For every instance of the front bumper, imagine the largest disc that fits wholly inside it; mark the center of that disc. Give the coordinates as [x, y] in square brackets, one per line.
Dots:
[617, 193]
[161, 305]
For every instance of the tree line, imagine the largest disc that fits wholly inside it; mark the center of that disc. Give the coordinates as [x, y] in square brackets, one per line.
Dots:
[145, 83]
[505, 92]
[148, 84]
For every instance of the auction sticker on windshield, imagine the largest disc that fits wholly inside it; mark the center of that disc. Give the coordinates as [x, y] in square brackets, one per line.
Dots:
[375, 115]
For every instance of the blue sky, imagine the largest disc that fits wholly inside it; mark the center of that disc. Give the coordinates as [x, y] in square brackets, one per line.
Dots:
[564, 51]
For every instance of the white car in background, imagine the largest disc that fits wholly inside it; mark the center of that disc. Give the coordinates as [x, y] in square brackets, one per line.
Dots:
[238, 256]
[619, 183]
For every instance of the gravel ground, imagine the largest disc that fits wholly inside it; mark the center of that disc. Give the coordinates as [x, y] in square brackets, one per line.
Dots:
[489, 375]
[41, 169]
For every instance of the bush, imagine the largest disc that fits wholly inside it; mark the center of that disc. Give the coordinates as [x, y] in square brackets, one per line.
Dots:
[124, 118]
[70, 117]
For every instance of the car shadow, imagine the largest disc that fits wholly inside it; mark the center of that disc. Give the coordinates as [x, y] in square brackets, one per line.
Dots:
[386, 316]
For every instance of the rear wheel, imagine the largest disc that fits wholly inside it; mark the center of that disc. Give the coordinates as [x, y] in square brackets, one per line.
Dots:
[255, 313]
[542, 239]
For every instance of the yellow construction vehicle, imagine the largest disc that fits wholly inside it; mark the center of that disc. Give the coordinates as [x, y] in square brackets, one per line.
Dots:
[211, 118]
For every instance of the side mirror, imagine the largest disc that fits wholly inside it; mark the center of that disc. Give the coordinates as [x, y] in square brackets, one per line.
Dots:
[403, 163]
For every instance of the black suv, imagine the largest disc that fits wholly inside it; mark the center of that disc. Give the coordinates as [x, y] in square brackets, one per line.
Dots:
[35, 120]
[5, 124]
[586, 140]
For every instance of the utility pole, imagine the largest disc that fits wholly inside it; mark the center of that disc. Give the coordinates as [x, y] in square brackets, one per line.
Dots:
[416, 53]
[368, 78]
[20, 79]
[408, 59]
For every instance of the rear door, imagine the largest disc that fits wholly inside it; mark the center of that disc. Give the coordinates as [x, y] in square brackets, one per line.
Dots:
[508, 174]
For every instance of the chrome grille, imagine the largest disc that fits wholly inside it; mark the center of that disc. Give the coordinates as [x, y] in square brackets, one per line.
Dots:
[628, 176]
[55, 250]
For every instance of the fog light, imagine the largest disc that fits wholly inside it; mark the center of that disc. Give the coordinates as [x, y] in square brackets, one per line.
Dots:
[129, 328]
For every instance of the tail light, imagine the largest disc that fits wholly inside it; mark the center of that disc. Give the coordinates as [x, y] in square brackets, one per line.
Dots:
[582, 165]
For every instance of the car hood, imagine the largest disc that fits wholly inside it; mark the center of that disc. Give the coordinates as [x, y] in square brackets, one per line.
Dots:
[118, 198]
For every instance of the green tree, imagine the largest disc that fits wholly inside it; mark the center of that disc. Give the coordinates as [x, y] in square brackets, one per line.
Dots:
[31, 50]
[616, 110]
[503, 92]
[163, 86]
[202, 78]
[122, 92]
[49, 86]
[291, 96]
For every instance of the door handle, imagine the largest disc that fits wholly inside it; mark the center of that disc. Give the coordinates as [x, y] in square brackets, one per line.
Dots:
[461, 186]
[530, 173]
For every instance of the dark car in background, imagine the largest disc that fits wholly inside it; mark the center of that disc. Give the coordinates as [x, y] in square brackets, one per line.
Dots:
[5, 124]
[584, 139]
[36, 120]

### Task details:
Retype all the records, matching them exactly.

### Written answer:
For every instance of the front bumper, imagine the largest disc that fits wholly inside it; mark the center of that disc. Give the coordinates as [x, y] in square brackets, one per line.
Dots:
[617, 193]
[161, 305]
For every instance of the tree line, imagine the largest disc that fits wholly inside it; mark the center of that disc. Give the coordinates as [x, y] in square brackets, one per line.
Dots:
[145, 83]
[505, 92]
[148, 84]
For every instance of the auction sticker on windshield, imagine the largest disc that fits wholly inside it; mark the center of that disc. Give the coordinates as [x, y] in square brackets, one per line.
Dots:
[375, 115]
For every instance of the blue sky, imagine the largest disc that fits wholly inside it; mark the center of that disc. Give the coordinates as [x, y] in square brackets, one per line.
Dots:
[564, 51]
For every instance of the white car in background, imagine the largest disc that fits wholly inside it; mark the center of that disc. Give the coordinates as [x, y] in square brackets, one per line.
Dots:
[238, 256]
[619, 183]
For every instance of the gravel ground, imagine the largest disc that fits wholly inside it; mark the center of that disc. Give the coordinates as [x, y] in square brackets, one per line.
Dots:
[489, 375]
[41, 169]
For every instance of the bush, imagine the largest disc that fits wholly inside it; mark the center of that disc. Give the coordinates as [x, y] in square brackets, one per line.
Dots:
[124, 118]
[70, 117]
For every instance of the car shadow, imagine the largest disc that fits wholly inside it; mark the center of that disc. Give the coordinates as [x, y] in square brackets, one per line.
Dots:
[386, 316]
For every instance of the rear wheel, imagine the largest disc that fits wholly inside it; mark the center of that disc. Give the coordinates as [x, y] in square brackets, one per line.
Dots:
[255, 313]
[542, 239]
For every instance of the yellow construction vehicle, imagine the largest disc that fits wholly inside it; mark the center of that disc. Give the coordinates as [x, y] in square brackets, one per line.
Dots:
[211, 118]
For every instance of the side mirror, imagine the largest disc that fits wholly inside it; mark the center of that disc. Give the coordinates as [x, y] in square brackets, one per line.
Dots:
[403, 163]
For every instance of the black suv, imagine the largest disc that fits wholly inside it; mark the center of that disc. Give the coordinates as [x, y] in square brackets, one per line.
Dots:
[35, 120]
[5, 124]
[586, 140]
For every instance of the utility pole, imagine the largest disc that fits wholly inside it; mark the center of that disc. Give the coordinates as [x, y] in square brackets, one per line.
Dots:
[416, 53]
[368, 78]
[20, 79]
[408, 59]
For every instance of the rear door, imagine the largest disc that fits wholly inside it; mark the center of that disc. Give the coordinates as [x, y] in square brackets, one per line.
Dots:
[508, 174]
For every instance of the chrome grille, imagine the largest disc that fits wholly inside it; mark the center of that disc. Give the coordinates as [x, y] in square brackets, one per line.
Dots:
[628, 176]
[55, 250]
For every instance of the fog light, imagine the largest disc that fits wholly inside it; mark the center of that disc. Give the coordinates as [x, y] in square brackets, one per line.
Dots:
[129, 328]
For every instance of the tail light, imagine the largest disc that fits wholly inside it; mark the center of that disc. Give the coordinates as [x, y] in square brackets, one per line.
Dots:
[582, 165]
For every instance of the car hood, imagine the largest disc that fits wholly inside it; mark the center of that disc. Give the coordinates as [x, y] in square brackets, one per line.
Dots:
[118, 198]
For every instance of the green tree, imagine the largest disc that fits wholly inside it; mark the center of that disc. Give the coordinates as [x, y] in square brackets, one per line.
Dots:
[31, 50]
[616, 110]
[503, 92]
[163, 86]
[202, 78]
[122, 92]
[49, 86]
[291, 96]
For every instance of the door handle, imagine the largest disc that fits wholly inside it; mark the center of that disc. Give the coordinates as [x, y] in square brackets, one per line.
Dots:
[461, 186]
[530, 173]
For every instance of the dark car in background, imagine the largest disc that fits wholly inside it; mark the center of that disc. Give the coordinates as [x, y] in square brackets, one per line.
Dots:
[5, 124]
[584, 139]
[36, 120]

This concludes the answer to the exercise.